▶ EXCERPT PROVIDED
---
Why is a velocimeter so important?

The velocimeter (timegate) is a tool that will let you know if your impact has reached the desired speed. Without this tool or a simulator, it would be impossible for you to know the precise energy level of the machine at the time of impact. It is also used to determine the friction level of the testing machine.

How does it work?

The velocimeter (timegate) is the same electronic device that calculates the time it takes for an object to pass in front of an infrared beam a few millimeters before impact. The time in milliseconds and the object’s length are then used to determine the velocity.

Velocity(meter/second) = object(milimeter) / time (miliseconds)

The object that cuts the infrared beam is called the flag. The flag is a small aluminum or steel plate of a preferred thickness of 0.020 to 0.100 inches. The width of the flag that we recommend is 25.4 mm. It is important to verify this value to be sure that your calculation of velocity is accurate.

Why choose the Cadex velocimeter (timegate)?

  • The Cadex velocimeter (timegate) is available in different models.
  • We use only the highest quality circuit boards to reduce wiring and increase precision and durability.
  • From the circuit board, you can choose the output signal’s normal stat. (see figure 2 and 3)
  • The system is calibrated dynamically for a constant reading.
  • No UPS device needed. The system has been designed with a high-quality power supply that can take various voltages. The unit will not modify the output reading even if your electricity input is unstable.

Velocimeter (timegate) display box

The velocimeter (timegate) display box is only required for those who do not have a computer. The box receives and displays the information captured by the time gate.

More info

The high-velocity velocimeter (timegate)

The high-velocity velocimeter (timegate) is constructed to receive larger objects than the normal velocimeter.

Velocimeter High Velocity
Velocimeter High Velocity
  • Tennis ball
  • Baseball ball
  • Hockey puck
  • Squash ball
  • Golf ball
  • etc …

Velocimeter(timegate) model for monorail machine

Velocimeter(timegate) model for twinwire machine

Timegate model for monorail machine
Timegate model for monorail machine
Timegate model for twinwire machine
Timegate model for twinwire machine
Parameter Dimension Unit
Height 49 mm.
Width 64 mm.
Int.Width 38 mm.
Length 105 mm.
Int Length 47 mm.
Parameter Dimension Unit
Height 49 mm.
Width 127 mm.
Int. Width 101 mm.
Length 154 mm.
Int. Length 99 mm.

Other caracteristics

Cable length Custom
Distance between transmitter and receiver regular = 40 mm.
custom = up to 100 mm. available
Construction Aluminum

Internal electrical caracteristics

Parameter Typical values Units
Internal Supply Voltage 1-2 see figure beside V.D.C.
Normally High Voltage Output 2-3 5 ± 0.2 V.D.C.
Normally Low Voltage Output 2-3 0 ± 0.2 V.D.C.
Transmitter voltage between A & K (high) 1.3 ± 0.1 V.D.C.
Transmitter voltage between A & K (low) 1.3V ± 0.1 V.D.C.
---
▶ SHORT PROBLEM 1
According to the velocimeter excerpt, what width does it recommend for the flag?

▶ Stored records
---
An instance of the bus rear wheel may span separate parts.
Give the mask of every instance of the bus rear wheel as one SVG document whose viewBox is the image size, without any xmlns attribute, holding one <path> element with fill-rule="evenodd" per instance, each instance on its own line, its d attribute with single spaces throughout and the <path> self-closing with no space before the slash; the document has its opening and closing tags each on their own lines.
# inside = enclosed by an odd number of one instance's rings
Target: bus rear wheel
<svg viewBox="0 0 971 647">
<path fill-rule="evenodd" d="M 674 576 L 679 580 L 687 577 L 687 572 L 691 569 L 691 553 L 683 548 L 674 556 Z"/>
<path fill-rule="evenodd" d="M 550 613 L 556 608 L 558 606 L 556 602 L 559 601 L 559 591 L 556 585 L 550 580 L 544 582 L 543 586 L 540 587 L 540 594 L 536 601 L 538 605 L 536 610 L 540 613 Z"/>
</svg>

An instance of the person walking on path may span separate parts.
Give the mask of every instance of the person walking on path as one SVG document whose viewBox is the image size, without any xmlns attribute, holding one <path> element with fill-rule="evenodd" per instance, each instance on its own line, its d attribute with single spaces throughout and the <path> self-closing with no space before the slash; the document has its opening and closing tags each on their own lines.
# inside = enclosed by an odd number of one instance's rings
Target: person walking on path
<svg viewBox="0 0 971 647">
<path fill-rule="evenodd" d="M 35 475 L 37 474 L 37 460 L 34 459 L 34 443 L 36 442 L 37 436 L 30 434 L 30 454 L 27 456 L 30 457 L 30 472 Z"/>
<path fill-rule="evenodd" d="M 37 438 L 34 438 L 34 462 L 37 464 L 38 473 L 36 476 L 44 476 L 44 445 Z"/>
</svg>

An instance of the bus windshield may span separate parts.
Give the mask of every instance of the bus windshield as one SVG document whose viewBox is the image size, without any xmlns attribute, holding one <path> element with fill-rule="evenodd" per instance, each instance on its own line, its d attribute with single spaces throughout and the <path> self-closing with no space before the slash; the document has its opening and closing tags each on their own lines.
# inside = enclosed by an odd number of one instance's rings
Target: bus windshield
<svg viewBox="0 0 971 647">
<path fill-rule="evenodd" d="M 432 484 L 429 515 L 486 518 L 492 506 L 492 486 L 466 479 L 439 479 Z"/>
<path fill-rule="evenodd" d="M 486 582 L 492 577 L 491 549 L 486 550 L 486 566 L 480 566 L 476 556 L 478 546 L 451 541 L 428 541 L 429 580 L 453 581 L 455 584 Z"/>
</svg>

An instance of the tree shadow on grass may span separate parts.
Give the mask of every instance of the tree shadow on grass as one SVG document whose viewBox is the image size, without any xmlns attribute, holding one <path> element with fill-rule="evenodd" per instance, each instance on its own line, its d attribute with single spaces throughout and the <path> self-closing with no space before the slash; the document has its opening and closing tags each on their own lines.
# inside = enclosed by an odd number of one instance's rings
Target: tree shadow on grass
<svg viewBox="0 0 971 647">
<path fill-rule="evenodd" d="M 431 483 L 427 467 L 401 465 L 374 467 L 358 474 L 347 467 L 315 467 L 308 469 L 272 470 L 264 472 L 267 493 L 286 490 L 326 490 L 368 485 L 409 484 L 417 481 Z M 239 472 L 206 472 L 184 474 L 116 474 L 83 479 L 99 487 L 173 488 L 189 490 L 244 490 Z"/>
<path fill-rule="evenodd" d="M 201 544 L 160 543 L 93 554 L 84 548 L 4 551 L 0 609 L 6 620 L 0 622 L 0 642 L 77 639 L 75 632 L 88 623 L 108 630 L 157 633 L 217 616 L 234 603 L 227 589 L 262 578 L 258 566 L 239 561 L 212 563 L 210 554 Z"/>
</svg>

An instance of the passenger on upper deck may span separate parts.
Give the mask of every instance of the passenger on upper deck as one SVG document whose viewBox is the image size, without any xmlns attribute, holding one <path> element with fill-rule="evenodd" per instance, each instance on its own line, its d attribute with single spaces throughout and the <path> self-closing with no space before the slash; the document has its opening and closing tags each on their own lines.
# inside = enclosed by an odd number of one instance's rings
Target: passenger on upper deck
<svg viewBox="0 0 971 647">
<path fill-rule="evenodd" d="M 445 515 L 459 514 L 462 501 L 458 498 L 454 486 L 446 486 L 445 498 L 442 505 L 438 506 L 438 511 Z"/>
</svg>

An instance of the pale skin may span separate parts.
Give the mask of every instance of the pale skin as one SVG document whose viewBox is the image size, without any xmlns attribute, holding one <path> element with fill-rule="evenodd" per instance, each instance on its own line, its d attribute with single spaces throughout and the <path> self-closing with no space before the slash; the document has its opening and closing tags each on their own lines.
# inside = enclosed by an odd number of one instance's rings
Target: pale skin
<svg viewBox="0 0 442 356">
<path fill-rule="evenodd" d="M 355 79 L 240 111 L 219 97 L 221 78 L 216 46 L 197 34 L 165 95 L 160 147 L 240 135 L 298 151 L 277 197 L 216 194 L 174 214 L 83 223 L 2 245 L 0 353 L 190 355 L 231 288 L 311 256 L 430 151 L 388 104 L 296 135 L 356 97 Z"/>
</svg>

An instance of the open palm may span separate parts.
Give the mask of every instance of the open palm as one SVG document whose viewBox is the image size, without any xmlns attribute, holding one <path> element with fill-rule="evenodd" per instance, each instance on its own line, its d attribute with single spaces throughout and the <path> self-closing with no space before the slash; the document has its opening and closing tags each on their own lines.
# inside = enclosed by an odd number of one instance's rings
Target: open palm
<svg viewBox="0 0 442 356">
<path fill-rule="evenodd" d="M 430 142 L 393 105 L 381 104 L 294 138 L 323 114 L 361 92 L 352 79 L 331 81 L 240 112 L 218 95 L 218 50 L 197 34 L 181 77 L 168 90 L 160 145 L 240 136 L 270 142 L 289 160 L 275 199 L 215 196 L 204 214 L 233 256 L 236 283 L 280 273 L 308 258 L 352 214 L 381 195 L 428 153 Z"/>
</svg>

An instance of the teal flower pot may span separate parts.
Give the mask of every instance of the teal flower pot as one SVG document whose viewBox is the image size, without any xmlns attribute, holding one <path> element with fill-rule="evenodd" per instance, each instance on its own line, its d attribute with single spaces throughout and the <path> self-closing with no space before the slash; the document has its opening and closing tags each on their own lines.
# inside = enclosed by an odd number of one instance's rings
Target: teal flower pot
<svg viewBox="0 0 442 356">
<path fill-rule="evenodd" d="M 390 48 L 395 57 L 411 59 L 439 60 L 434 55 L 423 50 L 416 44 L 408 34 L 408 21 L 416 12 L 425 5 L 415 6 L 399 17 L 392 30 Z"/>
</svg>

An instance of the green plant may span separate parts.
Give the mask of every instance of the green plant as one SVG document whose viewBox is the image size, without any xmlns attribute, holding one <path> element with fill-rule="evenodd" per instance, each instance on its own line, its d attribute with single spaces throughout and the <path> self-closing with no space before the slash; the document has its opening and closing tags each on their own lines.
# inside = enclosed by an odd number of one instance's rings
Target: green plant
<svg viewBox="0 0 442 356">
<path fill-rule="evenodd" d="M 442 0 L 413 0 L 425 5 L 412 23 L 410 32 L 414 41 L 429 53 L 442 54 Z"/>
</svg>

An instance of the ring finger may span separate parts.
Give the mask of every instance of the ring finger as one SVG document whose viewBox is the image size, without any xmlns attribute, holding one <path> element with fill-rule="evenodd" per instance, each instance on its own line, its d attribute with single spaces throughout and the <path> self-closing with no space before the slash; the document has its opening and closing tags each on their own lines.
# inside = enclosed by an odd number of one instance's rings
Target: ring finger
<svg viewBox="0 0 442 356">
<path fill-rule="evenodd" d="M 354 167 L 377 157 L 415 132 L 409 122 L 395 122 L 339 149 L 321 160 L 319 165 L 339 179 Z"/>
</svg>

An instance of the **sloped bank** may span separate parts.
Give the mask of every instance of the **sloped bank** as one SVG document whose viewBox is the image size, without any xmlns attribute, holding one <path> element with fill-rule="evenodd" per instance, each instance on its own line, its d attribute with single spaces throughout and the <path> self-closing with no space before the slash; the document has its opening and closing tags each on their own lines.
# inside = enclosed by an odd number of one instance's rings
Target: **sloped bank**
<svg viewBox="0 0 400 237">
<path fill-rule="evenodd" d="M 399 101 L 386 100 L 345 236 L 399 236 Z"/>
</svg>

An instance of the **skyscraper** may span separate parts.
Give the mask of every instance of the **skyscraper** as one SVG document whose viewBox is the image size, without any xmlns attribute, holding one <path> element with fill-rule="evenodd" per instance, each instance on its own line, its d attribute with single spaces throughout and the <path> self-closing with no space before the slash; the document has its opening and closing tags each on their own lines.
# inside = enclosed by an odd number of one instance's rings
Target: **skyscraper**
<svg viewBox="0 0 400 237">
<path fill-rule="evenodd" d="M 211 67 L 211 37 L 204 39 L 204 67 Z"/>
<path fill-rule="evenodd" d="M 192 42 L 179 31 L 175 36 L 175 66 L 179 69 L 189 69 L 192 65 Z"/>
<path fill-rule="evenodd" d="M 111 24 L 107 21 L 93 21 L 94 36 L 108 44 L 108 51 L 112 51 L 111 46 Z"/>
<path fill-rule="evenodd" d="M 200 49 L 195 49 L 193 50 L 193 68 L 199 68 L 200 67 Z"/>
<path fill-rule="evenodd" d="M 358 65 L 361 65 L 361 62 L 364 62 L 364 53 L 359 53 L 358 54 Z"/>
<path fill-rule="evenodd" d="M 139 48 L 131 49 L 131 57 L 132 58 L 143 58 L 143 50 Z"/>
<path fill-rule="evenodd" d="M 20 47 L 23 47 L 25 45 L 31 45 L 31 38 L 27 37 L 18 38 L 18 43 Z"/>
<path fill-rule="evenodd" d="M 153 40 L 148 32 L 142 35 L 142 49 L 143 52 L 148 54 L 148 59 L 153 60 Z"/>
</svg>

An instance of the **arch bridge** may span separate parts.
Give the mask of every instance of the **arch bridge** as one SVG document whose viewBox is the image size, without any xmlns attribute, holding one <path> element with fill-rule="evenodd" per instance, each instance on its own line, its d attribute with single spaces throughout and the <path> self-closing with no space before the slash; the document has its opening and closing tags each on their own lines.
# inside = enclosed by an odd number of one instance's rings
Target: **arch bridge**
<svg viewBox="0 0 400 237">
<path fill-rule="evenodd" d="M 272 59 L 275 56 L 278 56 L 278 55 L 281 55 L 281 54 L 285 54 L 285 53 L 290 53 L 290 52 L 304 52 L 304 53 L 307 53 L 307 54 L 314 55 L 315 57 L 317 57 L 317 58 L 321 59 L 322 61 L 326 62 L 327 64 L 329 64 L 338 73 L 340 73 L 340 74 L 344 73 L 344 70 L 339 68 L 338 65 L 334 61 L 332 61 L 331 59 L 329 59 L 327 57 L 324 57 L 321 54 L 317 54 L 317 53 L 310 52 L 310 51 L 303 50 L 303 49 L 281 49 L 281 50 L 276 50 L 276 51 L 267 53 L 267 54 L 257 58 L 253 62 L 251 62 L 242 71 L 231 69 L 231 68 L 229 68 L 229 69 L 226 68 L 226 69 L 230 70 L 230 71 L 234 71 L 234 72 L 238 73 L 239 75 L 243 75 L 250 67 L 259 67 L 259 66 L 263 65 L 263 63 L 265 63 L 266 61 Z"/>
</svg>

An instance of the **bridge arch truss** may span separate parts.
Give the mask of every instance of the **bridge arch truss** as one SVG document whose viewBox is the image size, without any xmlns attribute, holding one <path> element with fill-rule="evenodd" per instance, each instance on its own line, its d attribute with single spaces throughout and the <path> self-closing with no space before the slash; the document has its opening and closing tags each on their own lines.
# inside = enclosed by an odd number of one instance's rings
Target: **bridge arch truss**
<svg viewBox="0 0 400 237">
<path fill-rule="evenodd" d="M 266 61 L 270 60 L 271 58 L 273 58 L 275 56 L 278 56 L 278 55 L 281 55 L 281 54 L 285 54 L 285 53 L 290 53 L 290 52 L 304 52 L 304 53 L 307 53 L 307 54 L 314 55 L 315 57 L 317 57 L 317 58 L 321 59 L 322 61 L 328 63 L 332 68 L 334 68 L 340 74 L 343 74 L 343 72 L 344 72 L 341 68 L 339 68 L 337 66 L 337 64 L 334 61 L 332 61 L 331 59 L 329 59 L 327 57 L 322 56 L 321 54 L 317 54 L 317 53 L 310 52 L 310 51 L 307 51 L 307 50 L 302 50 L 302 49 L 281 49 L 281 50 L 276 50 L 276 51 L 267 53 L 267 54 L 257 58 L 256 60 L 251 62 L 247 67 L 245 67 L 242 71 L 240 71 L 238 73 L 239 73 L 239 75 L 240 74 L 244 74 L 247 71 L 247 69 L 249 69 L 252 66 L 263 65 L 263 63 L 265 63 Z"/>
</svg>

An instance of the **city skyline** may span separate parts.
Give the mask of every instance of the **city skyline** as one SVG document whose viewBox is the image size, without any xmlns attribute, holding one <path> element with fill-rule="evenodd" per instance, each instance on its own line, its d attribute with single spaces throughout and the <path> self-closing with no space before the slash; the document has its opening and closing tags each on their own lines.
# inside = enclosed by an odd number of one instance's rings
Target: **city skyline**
---
▶ SHORT PROBLEM 2
Update the stored rows from the line containing "An instance of the **city" through the end of the rows by replacing "city skyline" with "mountain range" and leaving everything else unchanged. Return only those lines.

▶ TASK ANSWER 1
25.4 mm

▶ TASK ANSWER 2
An instance of the **mountain range** may span separate parts.
Give the mask of every instance of the **mountain range** as one SVG document whose viewBox is the image size, without any xmlns attribute, holding one <path> element with fill-rule="evenodd" per instance, each instance on its own line, its d attribute with single spaces throughout and the <path> self-closing with no space before the slash; the document has its opening and closing tags each on their own lines.
# inside = enclosed by an odd number of one instance's rings
Target: **mountain range**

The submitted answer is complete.